Yazılı Görevler:
(a) Ütopya yazısında "Ütopya, yeni bir" diye başlayan cümleye göre ütopyanın ne olduğunu madde madde sırala.
(b) Listede "Expected output: one marker per instance of the man with" ifadesini içeren satırdan listenin sonuna kadar, iki uç da dahil olmak üzere, istekler de içinde olmak kaydıyla yalnızca bu satırları yeniden yaz. Yalnızca yanıtlardaki piksel koordinatlarını 0,4 ile ölçekle ve tam sayıya yuvarla; yarımlar yukarı yuvarlansın.

Sayfa:
Ütopya (Phantasia-Oneiros)

Ütopya - 2018

Ütopya, ideal bir toplum tasarımıdır. Gerçekleştirilmesi
olanaksız bir tasarım ve düşsel düşüncedir. Ütopya kelime anlamıyla içinde
tasarımı, ideal toplum hayalini, siyasal ve toplum düzeni kurgulamayı barındırır.
Bu pathoslara (arzu-istek) bağlı olarak gerçekleştirilmesi istenen arzunun bir
hayali, düşüdür. İlk ütopyacılar olmasıydı, yerleşik düzen hayali kurulmasaydı
insanlar hâlâ mağaralarda yaşıyor olacaklardı.

İnsanlar neden ütopik düşünceye sahiptirler? Ütopyalar,
yani Phantasia’lar daima iyi niyet üzerine kurgulanmışlardır. Ütopya, yeni bir
dünya yaratma isteği, var olan toplumsal kanunları tümüyle mahkûm etme arzusu,
yeni bir toplumsal düzen kurma arzusu ve yetkin bir düzenin kurulacağı
beklentisidir. Bu görüşe bir örnek vermek gerekirse; Sokrates Atina’da meclis
başkanıyken yöneticileri ve yasaları eleştirerek kendisini Atina’nın en iyi
“siyaset sanatı”nı bilen kişi olarak ilan ediyordu. Sokrates’in zihninde yeni
bir dünya yaratma düşüncesi dans ediyordu. Dolayısıyla ütopyayı ortaya koyan
itki “dünyada cenneti gerçekleştirme hayali” idi. Hegel, “Mantık Bilimi” adlı
eserinde Sokrates’in tavrını şöyle yorumlamıştı: “Sokrates, düşüncesiyle Atina yönetimini ya yıkmıştır ya
da yıkmaya teşebbüs etmiştir.

Liste:
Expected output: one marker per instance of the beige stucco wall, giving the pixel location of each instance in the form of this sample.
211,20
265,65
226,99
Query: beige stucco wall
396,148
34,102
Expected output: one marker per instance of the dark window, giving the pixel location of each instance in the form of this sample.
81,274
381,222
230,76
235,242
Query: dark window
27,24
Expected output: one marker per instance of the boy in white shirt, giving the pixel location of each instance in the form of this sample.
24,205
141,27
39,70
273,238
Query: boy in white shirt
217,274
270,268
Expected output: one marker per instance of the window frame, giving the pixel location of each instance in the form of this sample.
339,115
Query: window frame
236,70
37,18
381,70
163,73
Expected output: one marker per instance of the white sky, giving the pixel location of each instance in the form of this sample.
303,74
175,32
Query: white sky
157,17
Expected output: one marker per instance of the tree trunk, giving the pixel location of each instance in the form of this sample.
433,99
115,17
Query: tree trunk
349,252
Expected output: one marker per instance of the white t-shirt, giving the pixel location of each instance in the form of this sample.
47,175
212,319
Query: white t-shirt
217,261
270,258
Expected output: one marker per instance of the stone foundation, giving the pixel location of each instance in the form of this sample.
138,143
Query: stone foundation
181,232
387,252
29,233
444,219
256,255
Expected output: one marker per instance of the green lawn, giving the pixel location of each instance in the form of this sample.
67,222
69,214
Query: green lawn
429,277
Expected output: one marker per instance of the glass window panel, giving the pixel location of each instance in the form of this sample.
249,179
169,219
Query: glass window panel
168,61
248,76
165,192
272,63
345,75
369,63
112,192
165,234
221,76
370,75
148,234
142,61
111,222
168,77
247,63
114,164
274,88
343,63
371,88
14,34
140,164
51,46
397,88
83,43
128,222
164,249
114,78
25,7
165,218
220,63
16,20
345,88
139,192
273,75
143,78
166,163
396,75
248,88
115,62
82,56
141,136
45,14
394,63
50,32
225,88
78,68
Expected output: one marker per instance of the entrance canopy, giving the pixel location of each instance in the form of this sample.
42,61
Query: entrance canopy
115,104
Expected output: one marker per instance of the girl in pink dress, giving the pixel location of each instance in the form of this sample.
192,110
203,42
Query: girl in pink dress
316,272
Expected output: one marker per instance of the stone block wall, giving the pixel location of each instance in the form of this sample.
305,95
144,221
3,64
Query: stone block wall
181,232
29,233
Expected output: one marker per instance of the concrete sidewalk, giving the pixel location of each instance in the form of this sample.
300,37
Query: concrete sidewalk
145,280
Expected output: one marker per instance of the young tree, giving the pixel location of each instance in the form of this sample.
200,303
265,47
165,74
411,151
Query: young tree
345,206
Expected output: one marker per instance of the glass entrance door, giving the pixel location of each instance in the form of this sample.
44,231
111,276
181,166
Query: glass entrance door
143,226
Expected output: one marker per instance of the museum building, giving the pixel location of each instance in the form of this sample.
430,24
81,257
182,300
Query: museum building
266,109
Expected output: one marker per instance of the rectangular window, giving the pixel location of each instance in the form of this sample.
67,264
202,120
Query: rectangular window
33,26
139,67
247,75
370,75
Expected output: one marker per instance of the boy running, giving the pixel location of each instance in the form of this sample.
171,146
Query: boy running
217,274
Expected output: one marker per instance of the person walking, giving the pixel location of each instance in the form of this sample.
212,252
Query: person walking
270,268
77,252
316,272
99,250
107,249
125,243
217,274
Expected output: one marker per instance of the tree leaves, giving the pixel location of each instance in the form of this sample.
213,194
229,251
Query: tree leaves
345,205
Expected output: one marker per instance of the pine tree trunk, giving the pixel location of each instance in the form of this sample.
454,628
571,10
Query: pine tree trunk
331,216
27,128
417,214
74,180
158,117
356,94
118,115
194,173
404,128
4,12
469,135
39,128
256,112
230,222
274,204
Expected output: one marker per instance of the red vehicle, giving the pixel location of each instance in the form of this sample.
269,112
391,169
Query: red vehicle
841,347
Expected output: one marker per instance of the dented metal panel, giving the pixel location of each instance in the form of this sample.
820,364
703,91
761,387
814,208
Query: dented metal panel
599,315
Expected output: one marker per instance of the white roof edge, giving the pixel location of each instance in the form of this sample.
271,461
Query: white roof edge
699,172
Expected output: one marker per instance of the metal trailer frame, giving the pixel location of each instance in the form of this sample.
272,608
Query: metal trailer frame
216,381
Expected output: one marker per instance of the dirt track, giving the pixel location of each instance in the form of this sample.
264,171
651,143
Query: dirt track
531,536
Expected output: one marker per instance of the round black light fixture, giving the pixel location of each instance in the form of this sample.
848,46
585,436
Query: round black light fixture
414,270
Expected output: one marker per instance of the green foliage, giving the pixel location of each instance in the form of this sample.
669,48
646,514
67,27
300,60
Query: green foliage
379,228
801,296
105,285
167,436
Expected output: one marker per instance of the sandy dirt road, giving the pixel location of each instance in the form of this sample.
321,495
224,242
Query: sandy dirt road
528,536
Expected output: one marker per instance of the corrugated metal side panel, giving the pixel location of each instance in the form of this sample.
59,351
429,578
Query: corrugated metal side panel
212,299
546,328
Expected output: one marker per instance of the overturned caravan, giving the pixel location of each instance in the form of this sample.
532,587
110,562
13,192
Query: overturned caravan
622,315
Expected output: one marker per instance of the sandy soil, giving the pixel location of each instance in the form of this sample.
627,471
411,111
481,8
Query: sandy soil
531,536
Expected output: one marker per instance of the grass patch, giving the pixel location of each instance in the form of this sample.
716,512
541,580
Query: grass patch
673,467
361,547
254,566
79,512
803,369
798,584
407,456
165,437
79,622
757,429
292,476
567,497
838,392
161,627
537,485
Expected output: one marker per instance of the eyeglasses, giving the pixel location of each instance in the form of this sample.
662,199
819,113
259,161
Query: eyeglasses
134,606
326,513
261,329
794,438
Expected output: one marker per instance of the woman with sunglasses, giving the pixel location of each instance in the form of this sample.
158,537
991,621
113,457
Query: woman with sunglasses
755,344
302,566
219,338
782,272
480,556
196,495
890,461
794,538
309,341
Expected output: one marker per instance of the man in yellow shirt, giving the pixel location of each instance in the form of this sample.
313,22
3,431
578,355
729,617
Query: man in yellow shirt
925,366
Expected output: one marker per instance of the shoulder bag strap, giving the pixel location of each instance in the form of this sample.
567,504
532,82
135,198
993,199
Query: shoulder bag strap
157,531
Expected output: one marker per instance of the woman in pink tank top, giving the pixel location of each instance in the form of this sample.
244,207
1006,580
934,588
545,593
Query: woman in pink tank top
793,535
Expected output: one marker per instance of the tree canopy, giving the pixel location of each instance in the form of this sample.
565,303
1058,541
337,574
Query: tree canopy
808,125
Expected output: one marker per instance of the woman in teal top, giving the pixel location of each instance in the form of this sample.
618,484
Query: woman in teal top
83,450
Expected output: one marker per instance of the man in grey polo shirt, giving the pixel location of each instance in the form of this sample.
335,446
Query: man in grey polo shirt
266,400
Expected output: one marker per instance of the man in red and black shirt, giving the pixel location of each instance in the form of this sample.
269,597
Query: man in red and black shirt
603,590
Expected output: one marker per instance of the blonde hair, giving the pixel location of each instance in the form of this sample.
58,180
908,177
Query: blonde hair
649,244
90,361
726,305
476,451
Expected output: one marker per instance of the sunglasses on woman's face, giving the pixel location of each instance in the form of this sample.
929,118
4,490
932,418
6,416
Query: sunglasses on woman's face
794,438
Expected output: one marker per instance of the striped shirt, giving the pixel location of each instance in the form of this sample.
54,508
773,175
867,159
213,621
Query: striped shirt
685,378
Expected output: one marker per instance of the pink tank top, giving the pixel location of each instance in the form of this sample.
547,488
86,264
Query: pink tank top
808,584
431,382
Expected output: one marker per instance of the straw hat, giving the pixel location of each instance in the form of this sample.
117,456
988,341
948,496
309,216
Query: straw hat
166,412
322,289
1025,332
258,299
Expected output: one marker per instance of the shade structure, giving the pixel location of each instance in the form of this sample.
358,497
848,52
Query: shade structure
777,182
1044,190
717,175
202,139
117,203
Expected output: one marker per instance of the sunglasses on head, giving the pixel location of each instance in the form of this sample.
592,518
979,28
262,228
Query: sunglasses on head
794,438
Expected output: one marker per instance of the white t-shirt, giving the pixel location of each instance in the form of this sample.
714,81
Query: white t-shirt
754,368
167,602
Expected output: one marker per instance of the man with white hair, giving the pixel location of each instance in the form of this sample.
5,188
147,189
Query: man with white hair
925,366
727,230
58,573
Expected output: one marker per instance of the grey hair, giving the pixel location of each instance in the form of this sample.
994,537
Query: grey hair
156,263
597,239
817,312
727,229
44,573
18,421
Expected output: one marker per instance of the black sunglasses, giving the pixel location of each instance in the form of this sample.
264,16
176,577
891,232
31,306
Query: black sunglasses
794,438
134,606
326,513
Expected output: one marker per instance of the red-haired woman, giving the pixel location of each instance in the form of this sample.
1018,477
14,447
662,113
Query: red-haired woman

Alıştırma Yanıtları:
(a)
- yeni bir dünya yaratma isteği
- var olan toplumsal kanunları tümüyle mahkûm etme arzusu
- yeni bir toplumsal düzen kurma arzusu
- yetkin bir düzenin kurulacağı beklentisi

(b)
Expected output: one marker per instance of the man with white hair, giving the pixel location of each instance in the form of this sample.
5,188
147,189
Query: man with white hair
370,146
291,92
23,229
Expected output: one marker per instance of the grey hair, giving the pixel location of each instance in the form of this sample.
994,537
Query: grey hair
62,105
239,96
327,125
291,92
18,229
7,168
Expected output: one marker per instance of the black sunglasses, giving the pixel location of each instance in the form of this sample.
264,16
176,577
891,232
31,306
Query: black sunglasses
318,175
54,242
130,205
Expected output: one marker per instance of the red-haired woman, giving the pixel location of each instance in the form of this sample.
1018,477
14,447
662,113
Query: red-haired woman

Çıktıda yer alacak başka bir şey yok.